- To do:
Your task is to transcribe the entries below exactly, beginning with the line containing "Target: silhouette of building" and ending with the final line, and to add nothing else.

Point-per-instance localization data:
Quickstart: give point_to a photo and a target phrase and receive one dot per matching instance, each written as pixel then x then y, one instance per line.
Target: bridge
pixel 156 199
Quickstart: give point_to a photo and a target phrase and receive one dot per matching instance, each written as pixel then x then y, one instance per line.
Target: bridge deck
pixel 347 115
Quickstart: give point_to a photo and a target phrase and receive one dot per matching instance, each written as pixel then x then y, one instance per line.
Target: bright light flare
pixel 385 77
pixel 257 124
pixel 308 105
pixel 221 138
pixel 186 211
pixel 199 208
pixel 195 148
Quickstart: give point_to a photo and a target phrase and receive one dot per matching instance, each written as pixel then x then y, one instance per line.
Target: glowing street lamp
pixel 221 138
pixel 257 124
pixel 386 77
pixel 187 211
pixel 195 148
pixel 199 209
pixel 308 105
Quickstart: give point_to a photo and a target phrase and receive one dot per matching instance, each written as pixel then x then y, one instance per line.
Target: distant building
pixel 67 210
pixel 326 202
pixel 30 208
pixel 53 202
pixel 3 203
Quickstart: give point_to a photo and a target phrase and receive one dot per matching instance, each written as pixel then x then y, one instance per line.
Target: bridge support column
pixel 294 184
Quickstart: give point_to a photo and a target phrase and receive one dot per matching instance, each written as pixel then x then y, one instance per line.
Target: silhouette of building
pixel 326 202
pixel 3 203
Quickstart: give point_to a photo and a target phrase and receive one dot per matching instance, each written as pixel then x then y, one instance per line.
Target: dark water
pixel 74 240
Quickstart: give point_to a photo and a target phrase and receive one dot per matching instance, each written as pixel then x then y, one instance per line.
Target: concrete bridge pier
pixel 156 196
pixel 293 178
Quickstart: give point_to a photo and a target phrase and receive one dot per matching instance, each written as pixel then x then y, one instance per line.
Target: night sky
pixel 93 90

- Response area:
Target: silhouette of building
pixel 326 202
pixel 3 203
Quickstart: give point_to a photo and a target phrase and receive one dot per matching instance, each written as pixel then x then y, one instance per line.
Target: dark water
pixel 74 240
Quickstart: give point_to a photo and a target phrase and receive one dot per matching instance, each written as pixel then x then y, one instance per line.
Target: concrete bridge pier
pixel 156 196
pixel 293 178
Quickstart: give point_to a photo and a target phrase and receive one dot per matching instance, each written as pixel then x then y, one instance per line.
Target: night sky
pixel 93 90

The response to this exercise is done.